Work to be completed ▸ Exactly the lines from the one containing "hey pal, spot the raft handle" to the final line below should be output, and no others.
--- START ---
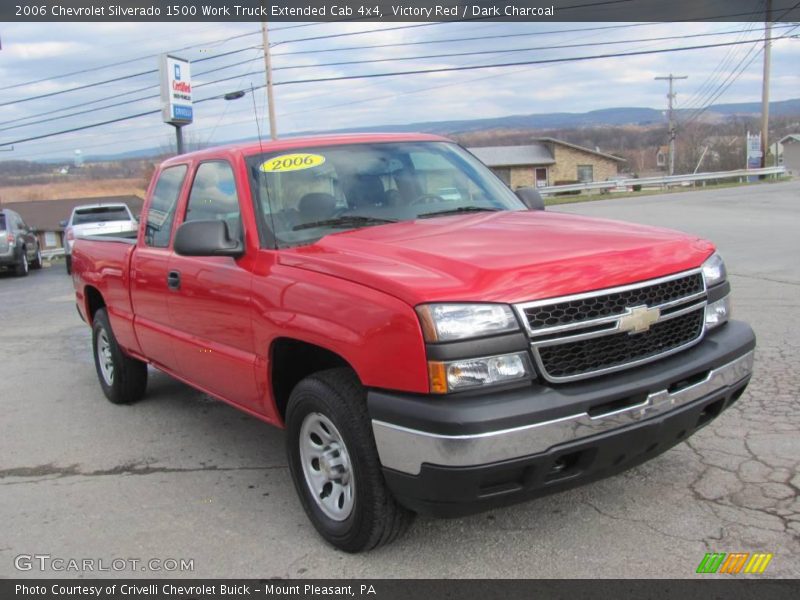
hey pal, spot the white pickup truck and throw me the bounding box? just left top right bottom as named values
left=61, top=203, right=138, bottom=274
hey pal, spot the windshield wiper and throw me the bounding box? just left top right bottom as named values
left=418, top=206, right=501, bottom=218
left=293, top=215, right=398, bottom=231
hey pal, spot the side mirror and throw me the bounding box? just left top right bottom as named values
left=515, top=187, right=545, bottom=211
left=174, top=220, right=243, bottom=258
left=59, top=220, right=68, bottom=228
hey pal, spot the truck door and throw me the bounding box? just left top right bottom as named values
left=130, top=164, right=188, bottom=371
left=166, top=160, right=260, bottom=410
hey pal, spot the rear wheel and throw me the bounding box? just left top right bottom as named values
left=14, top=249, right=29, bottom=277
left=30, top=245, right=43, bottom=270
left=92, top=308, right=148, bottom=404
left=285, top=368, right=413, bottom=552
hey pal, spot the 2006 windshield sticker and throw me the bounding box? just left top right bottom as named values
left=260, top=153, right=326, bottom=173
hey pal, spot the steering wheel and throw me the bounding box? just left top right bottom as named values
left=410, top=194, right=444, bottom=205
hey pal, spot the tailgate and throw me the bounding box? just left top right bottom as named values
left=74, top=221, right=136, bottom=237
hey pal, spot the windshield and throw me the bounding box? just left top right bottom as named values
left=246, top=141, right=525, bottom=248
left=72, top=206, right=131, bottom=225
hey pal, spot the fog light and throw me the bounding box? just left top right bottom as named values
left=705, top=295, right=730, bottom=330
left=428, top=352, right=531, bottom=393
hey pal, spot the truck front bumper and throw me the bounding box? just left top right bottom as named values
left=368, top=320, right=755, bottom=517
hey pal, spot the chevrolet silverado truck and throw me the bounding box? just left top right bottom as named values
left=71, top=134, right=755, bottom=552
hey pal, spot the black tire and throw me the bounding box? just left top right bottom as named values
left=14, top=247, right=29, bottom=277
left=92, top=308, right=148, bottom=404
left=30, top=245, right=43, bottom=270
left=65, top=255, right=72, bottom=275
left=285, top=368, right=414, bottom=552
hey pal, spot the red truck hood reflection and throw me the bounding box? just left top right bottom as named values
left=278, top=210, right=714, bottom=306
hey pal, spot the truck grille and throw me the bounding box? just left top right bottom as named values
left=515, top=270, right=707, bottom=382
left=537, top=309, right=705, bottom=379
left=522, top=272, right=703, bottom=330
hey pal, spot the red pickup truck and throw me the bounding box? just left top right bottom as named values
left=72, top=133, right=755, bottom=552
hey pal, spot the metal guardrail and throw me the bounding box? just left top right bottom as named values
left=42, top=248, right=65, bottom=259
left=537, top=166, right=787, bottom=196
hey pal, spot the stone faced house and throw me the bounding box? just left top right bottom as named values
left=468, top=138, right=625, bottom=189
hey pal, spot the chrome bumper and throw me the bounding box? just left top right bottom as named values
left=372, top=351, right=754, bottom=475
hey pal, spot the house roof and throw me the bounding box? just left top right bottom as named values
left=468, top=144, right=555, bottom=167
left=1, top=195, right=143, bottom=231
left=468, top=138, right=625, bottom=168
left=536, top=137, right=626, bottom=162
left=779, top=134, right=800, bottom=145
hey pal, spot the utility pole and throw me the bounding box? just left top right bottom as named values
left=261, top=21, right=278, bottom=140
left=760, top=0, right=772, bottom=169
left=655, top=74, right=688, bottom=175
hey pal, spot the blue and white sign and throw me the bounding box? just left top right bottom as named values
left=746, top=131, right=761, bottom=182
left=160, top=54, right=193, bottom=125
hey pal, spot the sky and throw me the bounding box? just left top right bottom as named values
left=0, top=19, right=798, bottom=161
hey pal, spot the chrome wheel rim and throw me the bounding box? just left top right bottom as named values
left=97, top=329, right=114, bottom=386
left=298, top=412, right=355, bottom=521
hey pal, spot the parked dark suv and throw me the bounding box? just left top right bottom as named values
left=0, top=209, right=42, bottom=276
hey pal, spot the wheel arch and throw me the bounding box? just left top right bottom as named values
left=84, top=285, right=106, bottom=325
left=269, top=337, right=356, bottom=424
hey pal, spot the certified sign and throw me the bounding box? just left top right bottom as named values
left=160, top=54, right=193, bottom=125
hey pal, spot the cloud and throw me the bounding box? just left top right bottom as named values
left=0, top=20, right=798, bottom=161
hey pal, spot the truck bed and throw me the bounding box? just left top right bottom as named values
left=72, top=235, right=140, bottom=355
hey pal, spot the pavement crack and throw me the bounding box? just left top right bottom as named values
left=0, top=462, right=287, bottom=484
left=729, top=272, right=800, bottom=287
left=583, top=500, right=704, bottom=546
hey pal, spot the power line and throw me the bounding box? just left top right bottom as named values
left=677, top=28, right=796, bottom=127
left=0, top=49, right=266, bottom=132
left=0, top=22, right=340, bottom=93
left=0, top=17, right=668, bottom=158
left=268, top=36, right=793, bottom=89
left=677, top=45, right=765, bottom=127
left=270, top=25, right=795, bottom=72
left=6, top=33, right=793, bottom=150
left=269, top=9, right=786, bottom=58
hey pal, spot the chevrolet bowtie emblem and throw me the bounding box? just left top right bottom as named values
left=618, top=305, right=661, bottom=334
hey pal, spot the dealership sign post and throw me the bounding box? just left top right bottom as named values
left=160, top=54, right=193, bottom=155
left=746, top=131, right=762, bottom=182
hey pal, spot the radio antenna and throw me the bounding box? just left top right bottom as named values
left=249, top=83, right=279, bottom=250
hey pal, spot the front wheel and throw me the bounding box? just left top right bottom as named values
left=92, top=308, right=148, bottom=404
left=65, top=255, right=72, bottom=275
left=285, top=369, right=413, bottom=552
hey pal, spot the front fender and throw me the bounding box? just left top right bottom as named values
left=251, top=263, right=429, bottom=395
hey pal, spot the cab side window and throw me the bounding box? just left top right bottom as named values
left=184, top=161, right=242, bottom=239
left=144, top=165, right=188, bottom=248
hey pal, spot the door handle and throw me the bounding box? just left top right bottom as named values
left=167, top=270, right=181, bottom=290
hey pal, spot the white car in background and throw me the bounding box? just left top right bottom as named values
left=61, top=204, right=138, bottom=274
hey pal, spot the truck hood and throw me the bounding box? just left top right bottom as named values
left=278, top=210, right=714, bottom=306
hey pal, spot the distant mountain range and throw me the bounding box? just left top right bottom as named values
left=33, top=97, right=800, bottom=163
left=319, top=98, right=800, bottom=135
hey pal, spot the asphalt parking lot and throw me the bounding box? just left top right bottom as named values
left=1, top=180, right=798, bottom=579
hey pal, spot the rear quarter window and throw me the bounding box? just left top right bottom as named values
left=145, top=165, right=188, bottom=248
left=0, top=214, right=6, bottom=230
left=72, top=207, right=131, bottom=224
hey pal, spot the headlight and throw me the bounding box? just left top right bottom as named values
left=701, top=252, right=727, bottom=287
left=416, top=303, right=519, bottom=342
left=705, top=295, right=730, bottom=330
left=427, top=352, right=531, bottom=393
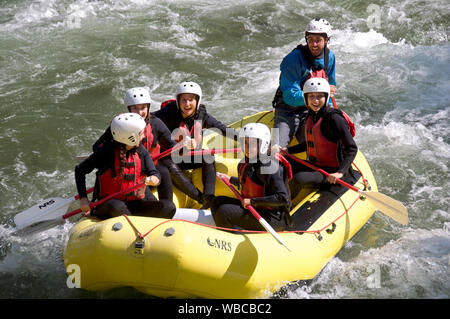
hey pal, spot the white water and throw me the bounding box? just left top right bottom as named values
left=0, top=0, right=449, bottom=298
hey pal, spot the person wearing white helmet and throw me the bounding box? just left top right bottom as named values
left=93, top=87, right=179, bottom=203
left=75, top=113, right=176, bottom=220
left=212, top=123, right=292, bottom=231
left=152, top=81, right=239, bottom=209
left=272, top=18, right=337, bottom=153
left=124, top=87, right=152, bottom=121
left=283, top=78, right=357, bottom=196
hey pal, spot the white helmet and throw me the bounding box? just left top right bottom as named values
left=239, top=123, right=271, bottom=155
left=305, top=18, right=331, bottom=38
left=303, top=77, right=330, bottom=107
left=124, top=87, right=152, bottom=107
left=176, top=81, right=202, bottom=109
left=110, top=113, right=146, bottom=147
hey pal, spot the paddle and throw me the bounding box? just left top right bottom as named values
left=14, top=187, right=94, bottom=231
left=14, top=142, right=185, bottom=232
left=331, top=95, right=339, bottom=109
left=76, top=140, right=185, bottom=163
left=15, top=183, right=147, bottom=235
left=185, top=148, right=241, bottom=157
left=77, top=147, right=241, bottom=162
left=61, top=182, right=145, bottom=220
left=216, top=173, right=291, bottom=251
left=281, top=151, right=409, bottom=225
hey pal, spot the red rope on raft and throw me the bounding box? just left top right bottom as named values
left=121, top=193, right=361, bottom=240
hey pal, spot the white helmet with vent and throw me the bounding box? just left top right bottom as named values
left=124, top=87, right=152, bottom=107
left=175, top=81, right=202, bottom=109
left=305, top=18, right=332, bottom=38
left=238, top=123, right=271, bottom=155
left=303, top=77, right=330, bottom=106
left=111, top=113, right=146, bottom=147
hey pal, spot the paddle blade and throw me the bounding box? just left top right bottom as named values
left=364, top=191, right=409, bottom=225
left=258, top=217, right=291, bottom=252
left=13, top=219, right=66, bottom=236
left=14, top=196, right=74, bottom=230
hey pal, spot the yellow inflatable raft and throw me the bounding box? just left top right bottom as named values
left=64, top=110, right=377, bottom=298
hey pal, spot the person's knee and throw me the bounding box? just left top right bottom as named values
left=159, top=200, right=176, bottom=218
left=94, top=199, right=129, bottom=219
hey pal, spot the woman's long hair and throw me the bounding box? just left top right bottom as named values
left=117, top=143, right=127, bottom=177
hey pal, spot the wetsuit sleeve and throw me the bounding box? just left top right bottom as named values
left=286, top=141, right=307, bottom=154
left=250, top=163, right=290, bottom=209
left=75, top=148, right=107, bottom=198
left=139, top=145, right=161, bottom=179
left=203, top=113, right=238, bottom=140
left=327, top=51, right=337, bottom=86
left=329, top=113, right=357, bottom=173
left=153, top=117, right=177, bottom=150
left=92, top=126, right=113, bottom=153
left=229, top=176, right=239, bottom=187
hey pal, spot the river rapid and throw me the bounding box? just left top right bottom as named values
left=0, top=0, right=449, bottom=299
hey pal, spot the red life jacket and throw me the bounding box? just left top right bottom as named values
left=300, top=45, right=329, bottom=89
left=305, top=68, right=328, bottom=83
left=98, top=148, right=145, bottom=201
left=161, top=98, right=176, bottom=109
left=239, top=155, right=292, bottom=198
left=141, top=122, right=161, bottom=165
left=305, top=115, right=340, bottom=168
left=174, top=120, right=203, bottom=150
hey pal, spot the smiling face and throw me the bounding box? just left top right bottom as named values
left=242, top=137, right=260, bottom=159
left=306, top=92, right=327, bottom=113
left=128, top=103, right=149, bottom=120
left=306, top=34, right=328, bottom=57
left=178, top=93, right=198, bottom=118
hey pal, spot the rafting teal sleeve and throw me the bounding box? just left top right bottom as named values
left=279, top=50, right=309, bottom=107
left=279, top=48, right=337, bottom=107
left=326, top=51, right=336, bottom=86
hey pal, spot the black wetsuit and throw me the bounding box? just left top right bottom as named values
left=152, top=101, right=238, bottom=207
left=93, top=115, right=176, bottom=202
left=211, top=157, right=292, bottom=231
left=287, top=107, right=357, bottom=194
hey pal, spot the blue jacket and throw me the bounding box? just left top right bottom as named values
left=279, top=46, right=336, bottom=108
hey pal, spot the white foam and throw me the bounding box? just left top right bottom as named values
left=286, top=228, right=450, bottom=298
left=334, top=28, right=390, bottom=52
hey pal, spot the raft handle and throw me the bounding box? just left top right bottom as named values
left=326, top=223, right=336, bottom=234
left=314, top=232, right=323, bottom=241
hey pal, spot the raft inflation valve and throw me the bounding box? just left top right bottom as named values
--- END ---
Response to this task ▸
hey pal, spot the raft handle and throw me the bounding box? just left top right bottom as named values
left=326, top=223, right=336, bottom=234
left=314, top=232, right=323, bottom=241
hey pal, spot the raft inflation valve and throw me the bounding box? just left top right bottom as named values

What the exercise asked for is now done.